• [Task]:
Render the data below as a Markdown table with the columns "No." and "Entry", running from the line with "Can you spot the vaulted" up to and including the line with "[352,403,388,427]". Give each line its own row, numbered in order, and omit blank lines and pictures.

• [Data lines]:
══════════

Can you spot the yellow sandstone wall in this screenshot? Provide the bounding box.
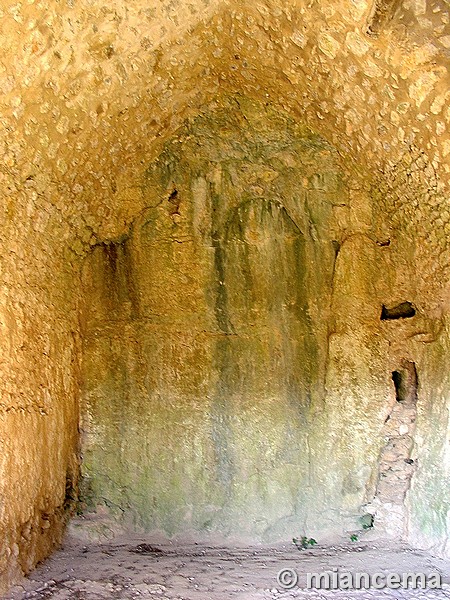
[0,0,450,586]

══════════

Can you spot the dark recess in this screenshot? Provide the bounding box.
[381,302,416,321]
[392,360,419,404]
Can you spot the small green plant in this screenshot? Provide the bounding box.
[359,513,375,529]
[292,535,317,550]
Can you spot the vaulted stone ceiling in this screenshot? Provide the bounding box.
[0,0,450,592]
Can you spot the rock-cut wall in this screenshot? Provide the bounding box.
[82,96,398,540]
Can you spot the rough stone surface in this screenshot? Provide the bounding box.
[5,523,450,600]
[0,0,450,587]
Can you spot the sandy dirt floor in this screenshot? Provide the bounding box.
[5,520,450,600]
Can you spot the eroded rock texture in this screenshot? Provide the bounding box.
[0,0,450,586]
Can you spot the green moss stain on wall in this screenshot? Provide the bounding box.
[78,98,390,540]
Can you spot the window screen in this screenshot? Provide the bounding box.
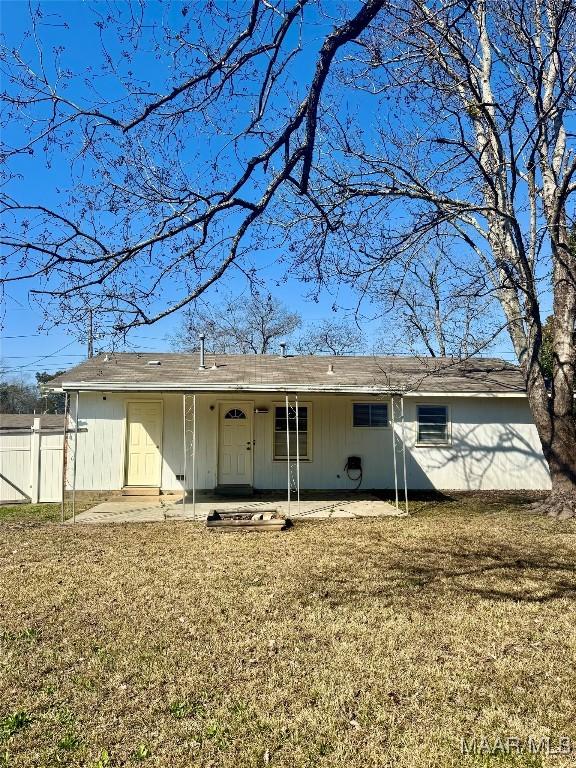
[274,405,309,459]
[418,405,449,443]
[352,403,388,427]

══════════

• [Worked answer]:
| No. | Entry |
|---|---|
| 1 | Can you spot the vaulted stone ceiling in this screenshot? Provide the bounding box. |
| 2 | [0,0,450,592] |
| 3 | Can you spot the rock-cut wall in this screenshot? Provide the bounding box. |
| 4 | [82,96,398,540] |
| 5 | Can you spot the rough stone surface in this screenshot? Provide the bounding box. |
| 6 | [5,523,450,600] |
| 7 | [0,0,450,587] |
| 8 | Can you spot the sandy dirt floor in this screenshot? Provide the bounding box. |
| 9 | [5,520,450,600] |
| 10 | Can you spot the eroded rock texture in this screenshot? Provide the bounding box. |
| 11 | [0,0,450,586] |
| 12 | Can you spot the green moss stain on wall in this screenshot? Provide the bounding box. |
| 13 | [78,98,390,540] |
| 14 | Can you spot the window screen in this screenshot? Provide the bounding box. |
| 15 | [274,405,309,459] |
| 16 | [418,405,449,443] |
| 17 | [352,403,388,427] |